Short task: Reproduce the lines from the one containing "the photo above." through the one containing "M 356 59 L 353", inclusive, substituting "safety helmet" for every occurrence of "hard hat" and leaving everything else unchanged.

Exercise data:
++++++++++

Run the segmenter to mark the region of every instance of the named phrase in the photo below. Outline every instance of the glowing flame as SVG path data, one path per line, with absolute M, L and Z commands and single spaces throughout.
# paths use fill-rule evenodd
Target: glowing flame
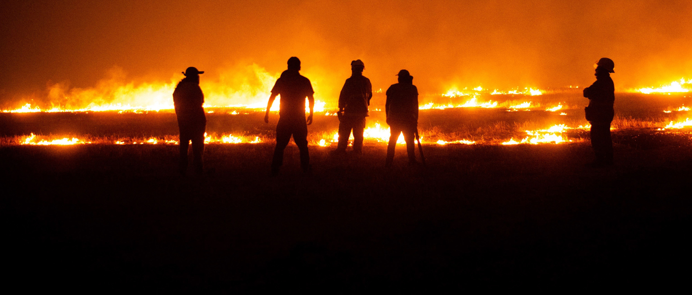
M 24 139 L 24 140 L 23 142 L 21 142 L 21 144 L 30 144 L 30 145 L 39 145 L 39 146 L 49 146 L 49 145 L 61 145 L 62 146 L 62 145 L 73 145 L 73 144 L 90 144 L 91 143 L 89 142 L 84 142 L 84 141 L 82 141 L 82 140 L 78 140 L 77 138 L 75 138 L 75 137 L 72 137 L 72 139 L 69 139 L 67 137 L 64 137 L 64 138 L 62 138 L 62 139 L 53 140 L 41 140 L 39 142 L 37 142 L 35 140 L 36 140 L 36 135 L 34 135 L 34 133 L 31 133 L 30 135 L 27 136 Z
M 662 129 L 658 129 L 657 130 L 666 130 L 671 129 L 682 129 L 684 127 L 689 127 L 691 126 L 692 126 L 692 120 L 690 120 L 689 118 L 686 118 L 685 120 L 682 122 L 674 122 L 673 121 L 671 121 L 671 122 L 668 123 L 668 124 L 666 125 L 665 127 L 663 127 Z
M 638 89 L 639 92 L 644 94 L 650 93 L 684 93 L 689 92 L 689 89 L 682 87 L 683 85 L 692 84 L 692 79 L 685 81 L 684 78 L 680 79 L 680 82 L 673 81 L 669 85 L 664 85 L 657 88 L 644 88 Z
M 269 74 L 257 64 L 221 73 L 219 80 L 203 79 L 200 86 L 205 94 L 205 108 L 264 108 L 274 82 L 280 73 Z M 111 70 L 111 77 L 100 81 L 91 88 L 69 88 L 66 84 L 49 86 L 48 99 L 57 106 L 49 108 L 32 107 L 30 104 L 3 113 L 35 112 L 135 112 L 172 110 L 172 93 L 181 77 L 180 74 L 170 82 L 143 83 L 135 85 L 125 81 L 122 70 Z M 236 77 L 239 76 L 239 77 Z M 237 79 L 242 77 L 242 79 Z M 320 93 L 317 84 L 313 84 L 316 93 Z M 278 111 L 280 97 L 275 102 L 271 111 Z M 323 112 L 326 103 L 316 99 L 315 111 Z M 306 106 L 306 113 L 308 108 Z M 214 111 L 208 113 L 212 113 Z
M 517 104 L 516 106 L 510 106 L 510 108 L 528 108 L 531 107 L 531 103 L 532 102 L 526 102 L 521 104 Z
M 529 93 L 531 93 L 531 95 L 541 95 L 543 94 L 540 90 L 534 88 L 529 88 Z
M 562 104 L 558 104 L 557 106 L 554 106 L 554 107 L 552 107 L 552 108 L 546 108 L 545 111 L 547 111 L 549 112 L 554 112 L 556 111 L 561 110 L 561 109 L 562 109 Z
M 580 126 L 580 129 L 583 128 Z M 527 130 L 525 132 L 529 136 L 527 136 L 520 142 L 517 142 L 514 140 L 512 137 L 509 141 L 502 142 L 504 145 L 508 144 L 538 144 L 540 143 L 555 143 L 559 144 L 565 142 L 571 142 L 572 140 L 567 140 L 563 136 L 563 133 L 567 129 L 572 129 L 572 128 L 567 127 L 565 124 L 554 125 L 547 129 L 529 131 Z
M 437 140 L 437 144 L 439 145 L 452 144 L 475 144 L 475 142 L 472 142 L 471 140 L 455 140 L 453 142 L 446 142 L 444 140 Z
M 522 141 L 522 142 L 523 142 L 523 141 Z M 514 137 L 512 137 L 512 138 L 509 139 L 509 141 L 507 141 L 507 142 L 502 142 L 502 144 L 504 144 L 504 145 L 508 145 L 508 144 L 519 144 L 519 142 L 518 142 L 518 141 L 516 141 L 516 140 L 514 140 Z

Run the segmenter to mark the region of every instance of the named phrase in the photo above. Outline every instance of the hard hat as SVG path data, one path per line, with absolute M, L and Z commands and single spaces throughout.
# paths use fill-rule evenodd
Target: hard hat
M 288 64 L 289 64 L 289 68 L 291 68 L 291 67 L 298 68 L 298 67 L 300 67 L 300 59 L 298 59 L 298 58 L 295 57 L 291 57 L 291 58 L 289 59 Z
M 356 59 L 353 61 L 351 61 L 351 66 L 360 66 L 361 68 L 365 68 L 365 64 L 363 63 L 363 61 L 360 59 Z
M 201 72 L 200 72 L 200 71 L 197 70 L 197 68 L 195 68 L 194 66 L 191 66 L 190 68 L 188 68 L 187 70 L 185 70 L 185 72 L 183 72 L 183 75 L 184 75 L 185 77 L 191 76 L 191 75 L 194 76 L 195 75 L 199 75 L 199 74 L 203 74 L 203 73 L 204 73 L 203 70 L 201 71 Z
M 615 71 L 613 70 L 614 68 L 615 68 L 615 63 L 612 61 L 612 59 L 610 59 L 608 57 L 603 57 L 601 59 L 599 59 L 598 61 L 596 61 L 596 64 L 598 65 L 598 66 L 603 68 L 603 69 L 608 70 L 608 73 L 615 73 Z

++++++++++

Correct response:
Run the segmenter to mark the region of every instance of the named phrase in the photo above. Outline every instance of the safety helmet as SVG path data, one path per line, with absolute M, L and Z commands and single spaces throughout.
# paths use fill-rule evenodd
Target: safety helmet
M 288 64 L 289 64 L 289 68 L 291 68 L 291 67 L 298 68 L 298 67 L 300 67 L 300 59 L 298 59 L 298 58 L 295 57 L 291 57 L 291 58 L 289 59 Z
M 356 59 L 353 61 L 351 61 L 351 66 L 360 66 L 361 68 L 365 68 L 365 64 L 363 63 L 363 61 L 360 59 Z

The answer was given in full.